What is needed
Please copy out the listing below line for line, changing nothing.

[Data taken from a collection]
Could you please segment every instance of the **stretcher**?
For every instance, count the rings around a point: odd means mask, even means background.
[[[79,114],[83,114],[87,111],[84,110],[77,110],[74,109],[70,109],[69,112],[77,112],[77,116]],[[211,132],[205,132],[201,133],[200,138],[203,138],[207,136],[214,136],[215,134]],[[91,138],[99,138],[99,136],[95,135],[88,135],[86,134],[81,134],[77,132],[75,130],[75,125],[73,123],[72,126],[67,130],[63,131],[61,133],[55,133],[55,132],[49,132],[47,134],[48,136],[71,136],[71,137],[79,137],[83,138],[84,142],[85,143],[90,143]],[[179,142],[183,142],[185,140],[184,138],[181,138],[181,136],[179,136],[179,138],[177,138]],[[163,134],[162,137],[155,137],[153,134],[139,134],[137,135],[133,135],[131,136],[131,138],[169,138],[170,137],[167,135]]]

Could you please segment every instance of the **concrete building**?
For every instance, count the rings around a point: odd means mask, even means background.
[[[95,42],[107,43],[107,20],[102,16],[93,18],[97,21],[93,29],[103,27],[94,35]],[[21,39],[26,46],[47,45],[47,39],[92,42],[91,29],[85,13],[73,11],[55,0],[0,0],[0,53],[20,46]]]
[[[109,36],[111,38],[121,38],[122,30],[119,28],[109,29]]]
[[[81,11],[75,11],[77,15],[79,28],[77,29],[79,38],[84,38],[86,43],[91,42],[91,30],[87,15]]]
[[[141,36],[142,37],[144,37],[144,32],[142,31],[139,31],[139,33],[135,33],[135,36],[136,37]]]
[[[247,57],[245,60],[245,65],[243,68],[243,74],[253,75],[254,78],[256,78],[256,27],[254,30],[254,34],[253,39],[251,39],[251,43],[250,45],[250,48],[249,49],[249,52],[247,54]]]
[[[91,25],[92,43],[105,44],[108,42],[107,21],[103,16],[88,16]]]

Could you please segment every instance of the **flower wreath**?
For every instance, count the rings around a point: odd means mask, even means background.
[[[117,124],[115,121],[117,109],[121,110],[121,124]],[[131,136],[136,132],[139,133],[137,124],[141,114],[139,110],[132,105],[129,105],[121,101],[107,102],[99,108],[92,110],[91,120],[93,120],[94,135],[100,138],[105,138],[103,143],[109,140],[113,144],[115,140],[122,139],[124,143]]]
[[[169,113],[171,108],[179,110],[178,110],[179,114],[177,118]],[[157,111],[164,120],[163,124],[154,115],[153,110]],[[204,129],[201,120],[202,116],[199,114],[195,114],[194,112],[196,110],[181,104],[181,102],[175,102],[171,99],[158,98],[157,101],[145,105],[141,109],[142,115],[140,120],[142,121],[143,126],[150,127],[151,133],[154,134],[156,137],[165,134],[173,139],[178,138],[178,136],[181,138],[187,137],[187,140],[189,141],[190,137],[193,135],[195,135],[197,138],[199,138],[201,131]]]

Result of the task
Could you please segment every instance of the **stretcher**?
For every instance, count the rings around a point: odd means mask, even means background.
[[[79,114],[83,114],[87,111],[84,110],[77,110],[74,109],[70,109],[69,112],[77,112],[77,116]],[[211,132],[205,132],[201,133],[200,138],[203,138],[207,136],[214,136],[215,134]],[[91,138],[99,138],[99,136],[95,135],[88,135],[86,134],[81,134],[77,132],[75,130],[75,125],[73,123],[72,126],[67,130],[63,131],[61,133],[55,133],[55,132],[49,132],[47,134],[48,136],[71,136],[71,137],[79,137],[83,138],[84,142],[85,143],[90,143]],[[179,142],[183,142],[185,140],[184,138],[181,138],[181,136],[179,136],[179,138],[177,138]],[[163,134],[162,137],[155,137],[153,134],[139,134],[137,135],[133,135],[131,136],[131,138],[169,138],[170,137],[167,135]]]

Could you please segment every instance of the **concrete building**?
For every instance, count the rings around a point: odd means mask, even means background.
[[[95,42],[107,43],[107,20],[102,16],[93,18],[97,21],[93,29],[103,27],[94,35]],[[21,39],[26,46],[47,45],[47,39],[92,42],[91,29],[85,13],[73,11],[55,0],[0,0],[0,53],[20,46]]]
[[[109,36],[111,38],[121,38],[122,30],[119,28],[109,29]]]
[[[81,11],[75,11],[77,15],[79,28],[77,29],[79,38],[84,38],[86,43],[91,42],[91,30],[87,15]]]
[[[141,36],[142,37],[144,37],[144,32],[142,31],[139,31],[139,33],[135,33],[135,36],[136,37]]]
[[[247,57],[245,60],[245,65],[243,68],[243,74],[253,75],[254,78],[256,78],[256,27],[254,30],[254,34],[253,39],[251,39],[251,43],[250,45],[250,48],[249,49],[249,52],[247,54]]]
[[[91,25],[92,43],[105,44],[108,42],[107,21],[103,16],[88,16]]]

Could you please segment every instance of the **flower wreath**?
For every instance, count the rings around a point: odd means mask, even means background.
[[[117,124],[115,121],[117,109],[121,110],[121,124]],[[131,136],[136,132],[139,133],[137,124],[141,114],[139,110],[132,105],[129,105],[121,101],[107,102],[99,108],[92,110],[91,120],[93,120],[94,135],[100,138],[105,138],[103,143],[109,140],[113,144],[115,140],[122,139],[124,143]]]
[[[169,113],[171,108],[179,110],[178,110],[179,114],[177,118]],[[157,111],[164,120],[163,124],[154,115],[153,110]],[[204,129],[201,120],[202,116],[199,114],[195,114],[194,112],[196,110],[181,104],[181,102],[175,102],[171,99],[158,98],[157,101],[145,105],[141,109],[142,115],[140,120],[142,121],[143,126],[150,127],[151,133],[154,134],[156,137],[165,134],[173,139],[178,138],[178,136],[181,138],[187,137],[187,140],[189,141],[190,137],[193,135],[195,135],[197,138],[199,138],[201,131]]]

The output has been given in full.